(Stated exercise) Your task is to transcribe all the entries exactly, excluding pictures.

(The records)

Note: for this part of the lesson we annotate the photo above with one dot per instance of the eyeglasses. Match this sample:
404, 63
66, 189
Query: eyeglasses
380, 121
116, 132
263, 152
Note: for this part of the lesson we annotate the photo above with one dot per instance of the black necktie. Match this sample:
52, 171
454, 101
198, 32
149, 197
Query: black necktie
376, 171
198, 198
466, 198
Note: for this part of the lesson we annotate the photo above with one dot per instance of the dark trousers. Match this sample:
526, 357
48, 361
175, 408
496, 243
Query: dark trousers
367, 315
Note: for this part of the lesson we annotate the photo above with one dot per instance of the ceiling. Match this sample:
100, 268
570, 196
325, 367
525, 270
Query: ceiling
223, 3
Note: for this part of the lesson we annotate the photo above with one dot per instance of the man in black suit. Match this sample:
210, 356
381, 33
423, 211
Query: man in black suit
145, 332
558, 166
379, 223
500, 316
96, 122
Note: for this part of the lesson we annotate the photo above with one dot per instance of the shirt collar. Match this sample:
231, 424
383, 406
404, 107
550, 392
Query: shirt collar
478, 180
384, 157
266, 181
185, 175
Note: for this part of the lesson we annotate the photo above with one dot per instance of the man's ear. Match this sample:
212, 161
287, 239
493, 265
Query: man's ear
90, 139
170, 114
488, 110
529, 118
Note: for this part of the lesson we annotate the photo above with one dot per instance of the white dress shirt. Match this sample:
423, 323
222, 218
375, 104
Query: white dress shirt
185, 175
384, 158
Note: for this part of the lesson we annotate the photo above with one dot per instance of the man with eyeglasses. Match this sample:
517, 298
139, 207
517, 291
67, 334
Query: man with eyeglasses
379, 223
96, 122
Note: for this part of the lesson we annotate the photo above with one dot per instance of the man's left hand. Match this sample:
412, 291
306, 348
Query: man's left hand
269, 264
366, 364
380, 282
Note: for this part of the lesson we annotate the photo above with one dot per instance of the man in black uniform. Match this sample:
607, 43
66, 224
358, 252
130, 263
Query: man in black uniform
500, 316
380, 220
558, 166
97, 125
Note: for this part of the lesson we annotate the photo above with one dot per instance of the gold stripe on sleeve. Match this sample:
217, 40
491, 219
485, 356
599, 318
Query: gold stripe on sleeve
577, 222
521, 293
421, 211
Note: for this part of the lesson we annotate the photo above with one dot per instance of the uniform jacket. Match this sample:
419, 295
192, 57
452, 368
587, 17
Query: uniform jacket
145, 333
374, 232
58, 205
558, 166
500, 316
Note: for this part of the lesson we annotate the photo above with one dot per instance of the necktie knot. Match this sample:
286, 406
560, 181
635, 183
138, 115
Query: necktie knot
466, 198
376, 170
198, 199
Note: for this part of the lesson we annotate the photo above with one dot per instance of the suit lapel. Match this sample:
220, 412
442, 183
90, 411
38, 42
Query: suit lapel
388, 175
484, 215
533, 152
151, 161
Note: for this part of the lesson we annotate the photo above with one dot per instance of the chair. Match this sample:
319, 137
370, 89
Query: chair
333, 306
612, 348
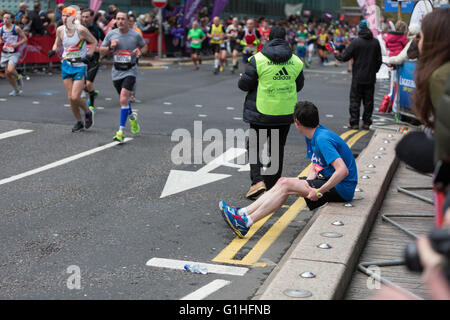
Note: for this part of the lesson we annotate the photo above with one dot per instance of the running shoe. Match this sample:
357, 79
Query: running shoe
135, 128
89, 120
20, 82
78, 127
119, 136
237, 223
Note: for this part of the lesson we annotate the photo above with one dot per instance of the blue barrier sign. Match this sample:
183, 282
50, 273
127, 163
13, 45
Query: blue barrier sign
392, 6
406, 84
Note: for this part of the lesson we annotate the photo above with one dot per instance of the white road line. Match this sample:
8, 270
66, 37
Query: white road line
212, 268
14, 133
61, 162
205, 291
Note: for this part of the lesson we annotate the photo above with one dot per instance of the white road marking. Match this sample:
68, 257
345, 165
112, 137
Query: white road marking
14, 133
61, 162
212, 268
207, 290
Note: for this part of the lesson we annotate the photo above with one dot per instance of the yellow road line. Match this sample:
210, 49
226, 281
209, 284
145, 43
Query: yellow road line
251, 259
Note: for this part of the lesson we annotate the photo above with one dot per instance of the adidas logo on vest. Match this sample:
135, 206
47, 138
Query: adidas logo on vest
282, 75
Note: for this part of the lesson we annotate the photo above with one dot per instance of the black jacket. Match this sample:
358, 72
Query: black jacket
277, 50
366, 54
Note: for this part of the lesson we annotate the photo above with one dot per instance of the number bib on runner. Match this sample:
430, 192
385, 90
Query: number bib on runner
7, 47
73, 53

(Task answer)
Note: for this part of the lesson we annotate the photo above with one dot per instance of the eyeglasses. Match this sample:
404, 63
66, 189
Query: eyeglasses
380, 121
116, 132
263, 152
Note: for this part of the lesson we annotate the photo above with one dot per instance of the black necktie. Match this sample:
52, 171
454, 101
198, 32
149, 197
Query: black necktie
376, 171
198, 198
466, 198
Note: for this part of the lesson we annotate the photo above with one dot per instance of the dark trousers. Match this sample:
526, 357
48, 361
175, 408
496, 243
Query: dark trousers
367, 315
Note: for this part of the lesson we annotate the photo above with one dot per instance of the ceiling. Match this sample:
100, 268
570, 196
325, 367
525, 270
Query: ceiling
223, 3
Note: for this part of the lesson we annotate the photo above with one dot per instance of the man in black suit. Match this sample:
210, 356
381, 33
423, 211
Query: man in black suit
145, 332
558, 166
379, 223
500, 316
96, 122
Note: for this part of the lesson we annotate the photo above with one dot per instance of the shirt collar. Match this sample:
231, 424
383, 406
404, 107
550, 392
Query: shirt collar
478, 180
384, 157
266, 181
185, 175
Note: for this part of the lesson we annotate the photo above with one dot per instance of the man's ear. Match this sample:
212, 161
287, 239
493, 265
Query: man's ear
90, 139
170, 114
488, 110
529, 118
Note: for this part of the lesson we annotate the photo above with one dot per instance of the white dress shirt. Match this sample:
423, 323
222, 218
375, 104
Query: white dress shirt
185, 175
384, 158
Note: for this part of the lesson we annotate the photo above with one dot per instance of the man with eyeglasses. Match this sample:
517, 298
139, 207
517, 291
67, 334
Query: man with eyeglasses
379, 223
96, 122
Note: for this part of the lesson we annotate the photo above with one dot per instance of the man's left hand. Match this sample:
412, 291
306, 348
Query: man's left hand
269, 264
366, 364
380, 282
Note: for this part of the lesson we annotate the photo above with one dot per instance of the man in black uniform. Match this sample:
607, 43
66, 224
358, 252
130, 263
Query: man in black uniform
500, 316
380, 220
558, 166
97, 125
Note: for this part of the lesson we annotate the photo above with one dot per instance of the gold stripe on sleeve. Match this sample:
217, 40
491, 219
485, 356
599, 318
Query: gold stripe on sleeve
577, 222
521, 293
421, 211
Note: for this part of the lesson we annotate the photo above with one dot per instance of the uniform jacket. Match this sample:
419, 295
192, 57
452, 368
587, 17
Query: uniform jacket
145, 333
374, 232
58, 205
558, 166
500, 316
Note: for this part of the lesson we annotate the photo above with one dot per instance of the necktie knot. Match this sample:
286, 406
560, 181
635, 183
138, 115
Query: necktie knot
466, 198
376, 170
198, 199
Note: for this part of the lesson we annotate the photo above with one dot per instance of the suit lapel. Match this sample:
220, 412
442, 183
90, 411
38, 42
Query: suit lapel
388, 175
484, 215
533, 152
151, 161
Note: for this part of the lesson we annotate the photo above with one dot per instance of the chair. Match this sample:
319, 137
370, 89
Query: chair
333, 306
612, 348
Note: for this part of the lesson we annotate the photo above with one dot per instance of the running shoe. Match this sample:
357, 79
Query: running shoe
135, 128
89, 120
20, 82
78, 127
119, 136
237, 223
Note: for this part of the lesson we annotate the photo above with one dot per instance of the blue barrier sign. Match this sample:
183, 282
50, 273
127, 163
13, 45
Query: blue barrier sign
392, 6
406, 84
Note: for this part of the lesson we annotate the photo above with one dot per instance of the white road line. Match this sample:
8, 270
66, 37
Query: white road line
212, 268
14, 133
61, 162
205, 291
Note: for this part of the lesson we annotate the photo above with one dot per instance of the white road marking. Match this sample:
68, 257
345, 165
112, 137
Query: white road marking
14, 133
61, 162
212, 268
207, 290
Note: for this part of the lesson we annotate the photo above with one dot per instance of the yellow road line. Match this sample:
210, 49
226, 281
209, 284
145, 43
Query: yellow road line
251, 259
Note: for this part of the lesson we annotate the photo above with one dot per instance of the adidas logo on vest. Match this sample:
135, 206
47, 138
Query: adidas logo on vest
282, 75
Note: for this part of the lesson we annotate the photo above with one dot per instance of the black jacket. Match this sample:
358, 72
Query: black jacket
277, 50
366, 54
Note: for this part of the lesson we annotate the photo above with one dot per instance of the number bib on runner. Match this sample:
430, 192
385, 90
Query: number bib on runner
7, 47
73, 53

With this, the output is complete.